**TEXT PROVIDED**

ABU DHABI, Increasing number of fatal diseases such as heart attacks and strokes caused by air pollution should be an eye-opener for common people to act against climate change, according to a senior official of the World Health Organisation, WHO.
Such public health issues caused by climate change have to be used effectively to raise awareness about the need to check rising carbon emissions, Dr. Maria Neira, Director of the Department of Public Health, Environmental and Social Determinants of Health at the WHO, told the Emirates News Agency, WAM, on Sunday.
People may consider many other impacts of climate change, such as the melting of glaciers and rising sea levels, as distant phenomena that do not impact their lives, she said in an interview on the sidelines of the Abu Dhabi Climate Meeting.
However, the fact that air pollution causes the premature death of around 7 million people every year will be an eyeopener to common people about the impact of climate change on their lives, she said.
Dr. Neira was referring to a WHO finding that revealed that exposure to fine particles in polluted air led to heart disease, lung cancer, chronic obstructive pulmonary diseases and respiratory infections, including pneumonia, causing premature deaths across the world.
"When people come to know that air pollution can cause stroke and heart attack, they will act against climate change," she said.
Public awareness is key to building pressure on political leaders to formulate policies and action plans against climate change, Dr Neira said.
An individual can do many things in their life against climate change, she explained. Using nonpolluting transportation modes, such as walking and biking, is one option. Likewise, doing daily exercise and keeping a healthy diet are also important.
"However, one's living environment also plays a major role. If your city does not have a place for exercise or walk and the market does not offer low-calorie food, what can you do?"
Therefore, she explained, the governments have to create sustainable living environments through their policies and action plans.
Dr. Neira said the WHO is receiving support from the UAE leadership in a number of projects. "We are grateful to the Emirates for such support and hosting this climate meeting."

**STUDY MATERIAL**
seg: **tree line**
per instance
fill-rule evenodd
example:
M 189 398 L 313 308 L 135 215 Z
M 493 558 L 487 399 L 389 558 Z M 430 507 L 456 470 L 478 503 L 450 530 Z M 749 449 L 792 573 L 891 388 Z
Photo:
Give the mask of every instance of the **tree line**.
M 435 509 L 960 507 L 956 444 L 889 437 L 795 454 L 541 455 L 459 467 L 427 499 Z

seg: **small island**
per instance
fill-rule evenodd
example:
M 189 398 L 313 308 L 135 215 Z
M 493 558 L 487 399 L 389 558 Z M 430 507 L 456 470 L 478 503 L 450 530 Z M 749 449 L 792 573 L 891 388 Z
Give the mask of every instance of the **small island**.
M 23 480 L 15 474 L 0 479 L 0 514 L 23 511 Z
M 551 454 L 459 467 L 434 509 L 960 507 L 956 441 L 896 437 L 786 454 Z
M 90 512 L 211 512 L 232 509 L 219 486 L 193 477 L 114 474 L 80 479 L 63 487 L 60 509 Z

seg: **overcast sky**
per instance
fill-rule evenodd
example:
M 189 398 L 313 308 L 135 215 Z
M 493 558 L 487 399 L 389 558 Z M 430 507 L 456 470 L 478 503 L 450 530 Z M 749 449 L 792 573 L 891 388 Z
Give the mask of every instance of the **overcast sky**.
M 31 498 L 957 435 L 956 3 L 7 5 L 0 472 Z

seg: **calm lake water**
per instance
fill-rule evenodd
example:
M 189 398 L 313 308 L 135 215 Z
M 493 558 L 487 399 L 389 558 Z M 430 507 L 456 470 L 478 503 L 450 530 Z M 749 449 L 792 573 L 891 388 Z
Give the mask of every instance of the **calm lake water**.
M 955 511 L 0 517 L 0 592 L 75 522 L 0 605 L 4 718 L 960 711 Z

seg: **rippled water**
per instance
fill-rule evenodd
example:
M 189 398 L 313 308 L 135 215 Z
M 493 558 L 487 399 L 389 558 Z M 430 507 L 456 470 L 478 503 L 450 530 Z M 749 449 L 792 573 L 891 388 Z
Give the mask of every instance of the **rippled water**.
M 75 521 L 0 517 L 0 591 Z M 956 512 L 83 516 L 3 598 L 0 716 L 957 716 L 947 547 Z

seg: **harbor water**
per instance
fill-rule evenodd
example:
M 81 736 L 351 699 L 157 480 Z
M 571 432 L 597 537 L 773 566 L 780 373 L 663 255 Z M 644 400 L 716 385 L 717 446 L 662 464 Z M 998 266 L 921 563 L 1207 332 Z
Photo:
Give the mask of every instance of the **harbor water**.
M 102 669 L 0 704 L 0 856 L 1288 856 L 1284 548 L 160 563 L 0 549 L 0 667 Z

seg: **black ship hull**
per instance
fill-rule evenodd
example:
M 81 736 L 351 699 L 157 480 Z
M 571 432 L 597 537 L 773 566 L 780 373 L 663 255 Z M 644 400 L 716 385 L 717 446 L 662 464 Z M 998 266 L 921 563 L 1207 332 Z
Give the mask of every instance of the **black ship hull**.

**DIRECTIONS**
[1] In the report on air pollution and climate change, roughly how many people does air pollution cause to die prematurely each year?
[2] Repeat the stretch of the report on air pollution and climate change from "Such public health" through "WAM, on Sunday.".

**ANSWERS FOR THIS EXERCISE**
[1] Around 7 million people.

[2]
Such public health issues caused by climate change have to be used effectively to raise awareness about the need to check rising carbon emissions, Dr. Maria Neira, Director of the Department of Public Health, Environmental and Social Determinants of Health at the WHO, told the Emirates News Agency, WAM, on Sunday.